## start Provided entries

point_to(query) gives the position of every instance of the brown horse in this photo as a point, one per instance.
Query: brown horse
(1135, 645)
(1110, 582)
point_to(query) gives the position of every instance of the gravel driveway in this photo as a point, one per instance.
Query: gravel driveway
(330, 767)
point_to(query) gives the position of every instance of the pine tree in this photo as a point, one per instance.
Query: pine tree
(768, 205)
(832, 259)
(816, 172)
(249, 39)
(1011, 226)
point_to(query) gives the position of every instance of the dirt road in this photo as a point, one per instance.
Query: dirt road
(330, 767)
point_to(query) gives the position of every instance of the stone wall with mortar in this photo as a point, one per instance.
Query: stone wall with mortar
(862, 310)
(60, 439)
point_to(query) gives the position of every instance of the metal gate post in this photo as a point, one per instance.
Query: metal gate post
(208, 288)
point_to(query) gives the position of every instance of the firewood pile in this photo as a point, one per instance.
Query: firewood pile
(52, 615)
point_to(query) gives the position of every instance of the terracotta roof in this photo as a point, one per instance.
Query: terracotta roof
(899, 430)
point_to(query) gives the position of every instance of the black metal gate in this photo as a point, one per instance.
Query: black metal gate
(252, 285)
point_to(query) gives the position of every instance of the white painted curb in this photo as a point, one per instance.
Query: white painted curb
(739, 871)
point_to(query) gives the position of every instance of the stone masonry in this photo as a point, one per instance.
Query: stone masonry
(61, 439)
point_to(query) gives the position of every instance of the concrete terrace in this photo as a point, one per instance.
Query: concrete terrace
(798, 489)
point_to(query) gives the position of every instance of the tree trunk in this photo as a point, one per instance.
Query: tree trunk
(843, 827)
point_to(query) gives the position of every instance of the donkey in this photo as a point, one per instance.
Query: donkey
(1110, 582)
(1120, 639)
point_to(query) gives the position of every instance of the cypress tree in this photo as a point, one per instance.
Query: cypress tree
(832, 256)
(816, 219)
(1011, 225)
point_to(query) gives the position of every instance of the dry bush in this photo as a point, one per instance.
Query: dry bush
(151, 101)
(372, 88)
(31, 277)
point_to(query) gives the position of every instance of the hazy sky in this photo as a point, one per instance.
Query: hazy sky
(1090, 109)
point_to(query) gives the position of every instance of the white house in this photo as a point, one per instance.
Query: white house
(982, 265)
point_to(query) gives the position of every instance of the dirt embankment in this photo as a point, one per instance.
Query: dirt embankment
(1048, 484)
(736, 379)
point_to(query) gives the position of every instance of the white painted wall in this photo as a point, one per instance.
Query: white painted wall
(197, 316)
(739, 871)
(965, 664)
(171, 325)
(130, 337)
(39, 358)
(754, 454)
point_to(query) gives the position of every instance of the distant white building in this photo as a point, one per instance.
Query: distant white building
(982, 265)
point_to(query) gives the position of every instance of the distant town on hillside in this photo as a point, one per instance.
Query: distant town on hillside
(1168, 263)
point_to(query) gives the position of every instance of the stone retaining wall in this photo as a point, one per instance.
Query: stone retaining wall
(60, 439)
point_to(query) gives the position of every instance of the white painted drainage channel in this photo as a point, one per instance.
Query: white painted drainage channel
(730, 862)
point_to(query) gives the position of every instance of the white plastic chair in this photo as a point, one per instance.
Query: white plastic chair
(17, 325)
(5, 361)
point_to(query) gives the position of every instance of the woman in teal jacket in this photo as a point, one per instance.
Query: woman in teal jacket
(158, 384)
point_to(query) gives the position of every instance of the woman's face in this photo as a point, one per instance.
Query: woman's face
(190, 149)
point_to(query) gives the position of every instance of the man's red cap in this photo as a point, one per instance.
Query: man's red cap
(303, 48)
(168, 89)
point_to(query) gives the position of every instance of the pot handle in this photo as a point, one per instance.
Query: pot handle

## end Provided entries

Exercise directions → Print these lines without any changes.

Exercise solution →
point_to(query) gives the position of every instance of the brown horse in this photo as a point, one per instance.
Query: brown horse
(1135, 645)
(1110, 582)
point_to(query) gives the position of every instance of the gravel driveway in this photo as a point, one per instance.
Query: gravel driveway
(330, 767)
point_to(query) gives the position of every instance of the pine tree in this photo as a point, one per instance.
Query: pine tree
(768, 205)
(832, 259)
(816, 172)
(249, 39)
(1011, 226)
point_to(query) gives the position of every instance of the dirt road in this photo as a point, one per instance.
Query: dirt road
(330, 767)
point_to(query) gives the position of every instance of the stone wall with mortar in this photo as a point, one per instance.
Query: stone wall with mortar
(862, 310)
(60, 439)
point_to(query) gives the position of every instance of the metal gate post in this photo as a point, one per instance.
Query: metal gate post
(208, 288)
point_to(query) gives the position of every instance of the firewood pile in this photo as a point, one per instance.
Query: firewood pile
(52, 615)
point_to(query) gives the position of every instance of the terracotta roof in this photo as a point, one per instance.
Query: terracotta roof
(899, 430)
point_to(query) gives the position of every instance of the black metal gate in this photo as a point, one per instance.
Query: black metal gate
(252, 285)
point_to(query) gives the position of every instance of the white painted curb in this photo as a point, one per instance.
Query: white painted curb
(739, 871)
point_to(query) gives the position of every instance of the stone masonry in this photo as a point, one per instance.
Query: stone masonry
(61, 439)
point_to(query) gives the position of every instance of the concrete terrace in this photo as a point, one per instance.
Query: concrete terrace
(798, 489)
point_to(query) gives the position of every instance of the tree trunk in this photo as a point, one per instance.
Query: tree trunk
(843, 827)
point_to(query) gives the position of every instance of the donkey in this photo as a point, one per instance.
Query: donkey
(1110, 582)
(1120, 639)
point_to(query) gives the position of every instance of the cypress tree in this photo as a point, one per instance.
Query: cypress tree
(832, 256)
(816, 219)
(1011, 225)
point_to(query) gives the position of every instance of the dry bush in this photo as a point, one per instance.
Query: dry bush
(151, 101)
(372, 88)
(31, 277)
point_to(query) gives the position of every instance of the hazy sky in this photo as a point, one per instance.
Query: hazy sky
(1090, 109)
point_to(query) gives the position of every instance of the white house in this photo as a point, one per instance.
Query: white house
(982, 265)
point_to(query) gives the position of every instance of the dirt embankment in this photo as a point, one per instance.
Query: dirt embankment
(1048, 484)
(736, 379)
point_to(query) gives the position of every instance of the white painted wall in this photo as a point, one per instance.
Query: white painted wall
(197, 316)
(739, 871)
(965, 664)
(171, 325)
(130, 337)
(39, 358)
(754, 454)
point_to(query) gives the position of every instance of the distant white building in this photo as a point, one per instance.
Query: distant white building
(982, 265)
point_to(query) gives the position of every instance of the distant town on hillside in this photo as a point, one per instance.
Query: distant town on hillside
(1168, 263)
point_to(query) gives the position of every instance of the stone retaining wall in this photo as a point, one per instance.
Query: stone retaining wall
(60, 439)
point_to(query) gives the position of every instance of the white painted drainage channel in this photo as a point, one per instance.
Query: white painted drainage channel
(730, 862)
point_to(query) gives the position of every instance of the white plastic chair in this photo as a point, one per instance.
Query: white plastic chair
(17, 325)
(5, 361)
point_to(query) gives the position of every instance of the woman in teal jacket in this photo as a point, one per instance.
Query: woman in teal jacket
(158, 384)
point_to(query) gives the position of every instance of the woman's face in this photo as a point, one per instance.
Query: woman's face
(190, 149)
point_to(query) gives the position of every instance of the man's red cap in this photo as a point, one per instance.
Query: man's red cap
(303, 48)
(168, 89)
point_to(query) gives the position of every instance of the pot handle in this photo as a point, one per instance.
Query: pot handle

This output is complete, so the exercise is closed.